● Work instruction 1: Set down the part of the corporate earnings passage below between "The sample’s profitability" and "basis point drop.", inclusive, reproducing its wording exactly.
● Work instruction 2: Extend the passage on quarterly corporate earnings below, beginning after its final sentence.

For a common sample of 2,509 companies, December was the fourth consecutive quarter of double-digit topline growth. Revenue grew by 23.8% on a lower base of 2.3% growth in the year-ago quarter. Net profit rose by 31.3% on the top of a strong 73% jump a year ago.
The sample’s profitability measured in terms of operating profit relative to revenue excluding other income, however, took a hit during the quarter marred by rising pressure of raw material costs. Operating margin fell by 350 basis points year-on-year to a seven-quarter low of 18.4%. The margin fall was higher than analysts’ expectation of 100-120 basis point drop.
Deepak Jasani, retail research head at HDFC Securities, noted that the quarterly performance was below expectations since the topline growth was aided by commodity price inflation while margins took a hit for the same reason. “Passing over of higher costs has not happened to the full extent due to competition or other reasons,” he said.
The cost pressure can be gauged from the year-on-year increase of 450 basis points in the sample’s raw material cost relative to revenue hitting a 12-quaretr high of 35% in the December quarter.

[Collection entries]
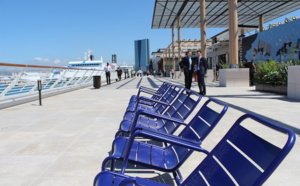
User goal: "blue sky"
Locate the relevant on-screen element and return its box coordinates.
[0,0,300,66]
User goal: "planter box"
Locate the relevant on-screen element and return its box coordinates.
[255,84,287,95]
[219,68,249,87]
[287,66,300,101]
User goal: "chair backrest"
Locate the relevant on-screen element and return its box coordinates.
[154,85,182,114]
[180,114,295,185]
[152,82,172,100]
[158,91,202,134]
[163,99,228,170]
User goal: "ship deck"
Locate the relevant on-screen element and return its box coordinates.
[0,76,300,186]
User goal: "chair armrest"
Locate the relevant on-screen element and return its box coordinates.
[137,96,170,106]
[132,127,202,145]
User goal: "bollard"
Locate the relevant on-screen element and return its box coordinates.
[37,80,42,106]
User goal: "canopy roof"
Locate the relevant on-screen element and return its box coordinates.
[152,0,300,29]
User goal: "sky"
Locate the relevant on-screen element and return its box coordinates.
[0,0,300,66]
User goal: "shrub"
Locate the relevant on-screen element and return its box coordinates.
[255,60,300,86]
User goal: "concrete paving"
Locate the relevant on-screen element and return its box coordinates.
[0,77,300,186]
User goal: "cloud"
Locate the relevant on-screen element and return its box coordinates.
[53,59,61,64]
[34,57,50,62]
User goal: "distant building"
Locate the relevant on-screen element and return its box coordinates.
[111,54,117,63]
[134,39,150,71]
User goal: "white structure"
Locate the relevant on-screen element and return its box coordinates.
[219,68,249,87]
[287,66,300,101]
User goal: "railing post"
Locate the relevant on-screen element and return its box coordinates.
[37,80,42,106]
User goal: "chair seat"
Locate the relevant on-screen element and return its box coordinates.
[113,137,178,172]
[120,116,166,133]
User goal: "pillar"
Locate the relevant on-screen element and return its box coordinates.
[200,1,207,58]
[228,0,239,68]
[177,16,181,61]
[259,15,264,32]
[172,25,175,70]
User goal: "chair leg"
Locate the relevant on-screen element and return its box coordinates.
[173,169,183,185]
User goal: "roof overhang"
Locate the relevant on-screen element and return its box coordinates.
[152,0,300,29]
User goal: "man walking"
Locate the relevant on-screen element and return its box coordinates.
[104,63,111,85]
[195,50,208,95]
[179,51,194,92]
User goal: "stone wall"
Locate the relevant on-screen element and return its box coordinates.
[219,68,249,87]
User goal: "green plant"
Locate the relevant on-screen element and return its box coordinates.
[220,63,230,69]
[255,60,300,86]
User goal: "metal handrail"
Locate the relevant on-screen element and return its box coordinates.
[0,63,117,100]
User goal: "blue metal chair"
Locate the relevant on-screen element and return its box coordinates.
[102,99,228,176]
[129,82,172,105]
[124,84,182,114]
[115,89,202,137]
[94,114,296,186]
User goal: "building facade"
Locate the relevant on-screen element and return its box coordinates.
[134,39,150,71]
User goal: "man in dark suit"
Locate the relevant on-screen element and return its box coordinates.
[179,51,194,92]
[195,50,208,95]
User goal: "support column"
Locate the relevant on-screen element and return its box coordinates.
[259,15,264,32]
[168,45,173,69]
[177,16,181,61]
[228,0,239,68]
[200,1,207,58]
[172,25,175,70]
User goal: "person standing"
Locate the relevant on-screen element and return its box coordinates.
[104,63,111,85]
[179,51,194,92]
[117,67,122,81]
[195,50,208,95]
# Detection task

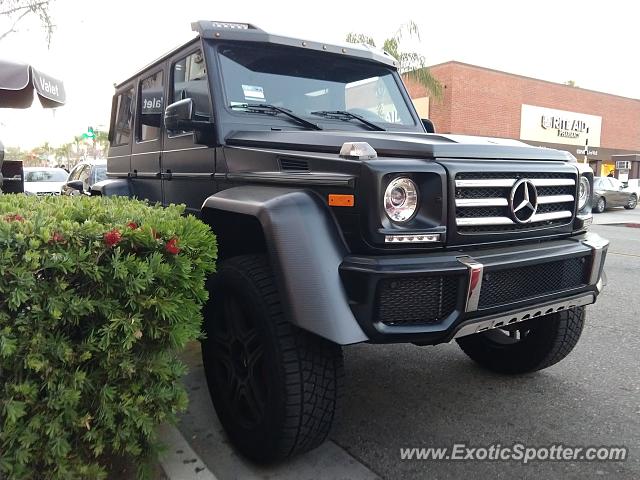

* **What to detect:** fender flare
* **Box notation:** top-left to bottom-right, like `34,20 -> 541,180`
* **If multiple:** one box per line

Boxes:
91,178 -> 133,197
202,185 -> 368,345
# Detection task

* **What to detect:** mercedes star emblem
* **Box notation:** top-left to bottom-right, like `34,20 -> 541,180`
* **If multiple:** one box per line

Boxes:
509,178 -> 538,223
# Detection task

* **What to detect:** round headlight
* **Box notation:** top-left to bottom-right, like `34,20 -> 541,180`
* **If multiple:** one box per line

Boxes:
384,177 -> 418,223
578,175 -> 591,210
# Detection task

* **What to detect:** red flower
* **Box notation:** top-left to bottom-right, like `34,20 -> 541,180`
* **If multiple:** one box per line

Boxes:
49,232 -> 64,243
4,213 -> 24,222
104,228 -> 122,247
164,237 -> 180,255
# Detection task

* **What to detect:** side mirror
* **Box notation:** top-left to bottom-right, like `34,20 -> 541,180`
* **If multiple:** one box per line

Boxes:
66,180 -> 84,193
421,118 -> 436,133
164,98 -> 193,131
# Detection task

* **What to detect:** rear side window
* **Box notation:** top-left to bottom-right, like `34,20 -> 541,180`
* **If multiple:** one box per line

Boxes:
171,50 -> 211,126
111,88 -> 133,146
137,70 -> 164,142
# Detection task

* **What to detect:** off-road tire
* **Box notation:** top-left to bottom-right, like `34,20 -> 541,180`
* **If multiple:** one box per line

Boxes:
457,307 -> 586,374
624,195 -> 638,210
202,255 -> 344,463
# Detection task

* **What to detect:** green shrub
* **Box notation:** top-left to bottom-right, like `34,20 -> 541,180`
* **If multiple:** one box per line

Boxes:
0,195 -> 216,480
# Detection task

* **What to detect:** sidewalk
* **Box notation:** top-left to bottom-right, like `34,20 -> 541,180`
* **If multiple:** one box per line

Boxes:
161,344 -> 379,480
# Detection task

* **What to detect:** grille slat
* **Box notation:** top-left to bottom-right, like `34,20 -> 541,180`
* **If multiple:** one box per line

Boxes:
479,257 -> 588,308
375,275 -> 459,325
455,172 -> 576,234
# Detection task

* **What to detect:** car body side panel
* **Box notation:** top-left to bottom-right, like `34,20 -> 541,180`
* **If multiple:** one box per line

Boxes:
202,186 -> 367,345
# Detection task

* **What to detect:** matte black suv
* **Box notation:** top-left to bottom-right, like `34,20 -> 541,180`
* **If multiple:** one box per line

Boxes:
93,21 -> 608,462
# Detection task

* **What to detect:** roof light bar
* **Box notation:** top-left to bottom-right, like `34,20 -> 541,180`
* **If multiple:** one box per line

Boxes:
211,22 -> 249,30
384,233 -> 440,243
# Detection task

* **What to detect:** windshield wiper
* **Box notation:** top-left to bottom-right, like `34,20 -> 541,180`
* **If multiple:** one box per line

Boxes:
311,110 -> 386,132
229,103 -> 322,130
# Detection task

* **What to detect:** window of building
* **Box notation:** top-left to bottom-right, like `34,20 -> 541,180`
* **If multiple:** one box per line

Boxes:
111,88 -> 133,146
137,71 -> 164,142
171,50 -> 211,132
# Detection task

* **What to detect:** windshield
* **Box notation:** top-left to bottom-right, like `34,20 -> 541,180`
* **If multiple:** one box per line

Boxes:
24,168 -> 69,182
219,44 -> 416,130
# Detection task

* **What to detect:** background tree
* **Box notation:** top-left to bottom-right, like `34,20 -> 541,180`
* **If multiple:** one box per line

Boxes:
0,0 -> 55,46
346,22 -> 442,99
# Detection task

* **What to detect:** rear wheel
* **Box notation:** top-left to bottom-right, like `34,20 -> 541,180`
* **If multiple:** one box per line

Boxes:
593,197 -> 607,213
624,195 -> 638,210
457,307 -> 585,374
202,255 -> 343,463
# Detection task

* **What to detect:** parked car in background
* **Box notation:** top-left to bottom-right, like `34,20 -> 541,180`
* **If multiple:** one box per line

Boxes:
62,160 -> 107,195
24,167 -> 69,195
0,60 -> 66,194
623,178 -> 640,198
591,177 -> 638,213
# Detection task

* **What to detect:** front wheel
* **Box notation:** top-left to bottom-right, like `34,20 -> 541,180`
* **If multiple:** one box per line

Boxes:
202,255 -> 344,463
624,195 -> 638,210
457,307 -> 585,374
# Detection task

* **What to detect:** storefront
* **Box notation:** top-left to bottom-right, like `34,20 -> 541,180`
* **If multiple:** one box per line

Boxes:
406,62 -> 640,181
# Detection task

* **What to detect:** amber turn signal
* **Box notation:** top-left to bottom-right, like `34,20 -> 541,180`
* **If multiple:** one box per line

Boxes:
329,193 -> 355,207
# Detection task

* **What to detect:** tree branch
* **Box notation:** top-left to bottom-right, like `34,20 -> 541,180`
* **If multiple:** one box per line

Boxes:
0,10 -> 31,40
0,0 -> 49,15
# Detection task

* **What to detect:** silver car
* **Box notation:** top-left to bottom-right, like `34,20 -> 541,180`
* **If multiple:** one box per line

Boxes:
591,177 -> 638,213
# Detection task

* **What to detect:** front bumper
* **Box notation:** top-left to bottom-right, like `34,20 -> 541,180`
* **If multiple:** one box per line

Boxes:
340,232 -> 609,344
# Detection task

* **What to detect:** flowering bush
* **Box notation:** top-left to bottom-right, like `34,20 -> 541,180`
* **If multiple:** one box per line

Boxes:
0,195 -> 216,480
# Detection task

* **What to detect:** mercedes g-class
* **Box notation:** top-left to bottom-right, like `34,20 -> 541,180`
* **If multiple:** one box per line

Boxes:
92,21 -> 608,462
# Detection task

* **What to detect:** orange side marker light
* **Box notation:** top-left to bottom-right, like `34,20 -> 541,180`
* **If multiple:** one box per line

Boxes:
329,193 -> 355,207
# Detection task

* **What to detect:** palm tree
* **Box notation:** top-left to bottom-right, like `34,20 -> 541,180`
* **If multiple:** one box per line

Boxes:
346,22 -> 442,99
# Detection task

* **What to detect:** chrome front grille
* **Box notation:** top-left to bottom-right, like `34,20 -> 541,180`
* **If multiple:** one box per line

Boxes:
455,172 -> 576,234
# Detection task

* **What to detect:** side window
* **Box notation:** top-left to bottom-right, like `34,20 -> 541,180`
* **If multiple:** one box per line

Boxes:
136,71 -> 164,142
111,88 -> 133,146
78,165 -> 91,186
609,178 -> 622,190
93,165 -> 107,183
69,165 -> 82,182
171,50 -> 211,131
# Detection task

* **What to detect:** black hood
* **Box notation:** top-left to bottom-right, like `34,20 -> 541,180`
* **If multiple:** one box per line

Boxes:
226,130 -> 575,161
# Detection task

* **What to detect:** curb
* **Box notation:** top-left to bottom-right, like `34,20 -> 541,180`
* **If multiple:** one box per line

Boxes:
158,424 -> 218,480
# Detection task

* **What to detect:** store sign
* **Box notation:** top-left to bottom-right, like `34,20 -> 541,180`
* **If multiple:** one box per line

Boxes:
520,105 -> 602,148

● Expected output 1:
The sample’s profitability measured in terms of operating profit relative to revenue excluding other income, however, took a hit during the quarter marred by rising pressure of raw material costs. Operating margin fell by 350 basis points year-on-year to a seven-quarter low of 18.4%. The margin fall was higher than analysts’ expectation of 100-120 basis point drop.

● Expected output 2:
On a sequential comparison, the sample’s revenue increased by 9% while net profit grew by 2.7%. In the previous quarter revenue and profit had grown at a faster rate of 12% and 33.8%, respectively, following weakness in the June quarter due to the second wave of the pandemic.
It was a mixed bag on the sector front as some of the manufacturing segments were not able to pass on higher input costs effectively. “Among sectors, textiles, engineering, PSU Banks, footwear, select chemicals, steel, media and IT have done well. On the other hand, automobiles, paints, pharma, refining, consumer durables, cement sectors disappointed,” said Jasani.
After excluding banking finance and insurance companies, the sample’s revenue grew by 29.1% while net profit rose by 24.1% year-on-year.
The outlook for the immediate March quarter looks muted given sluggishness in industrial output though analysts believe a better growth momentum in subsequent quarters.
“Growth was reportedly stymied by raw material scarcity, inflationary pressures and the intensification of the pandemic,” IHS Markit noted in its January India manufacturing report while adding that factory orders rose at the slowest rate in four months but one that outpaced the long-run average.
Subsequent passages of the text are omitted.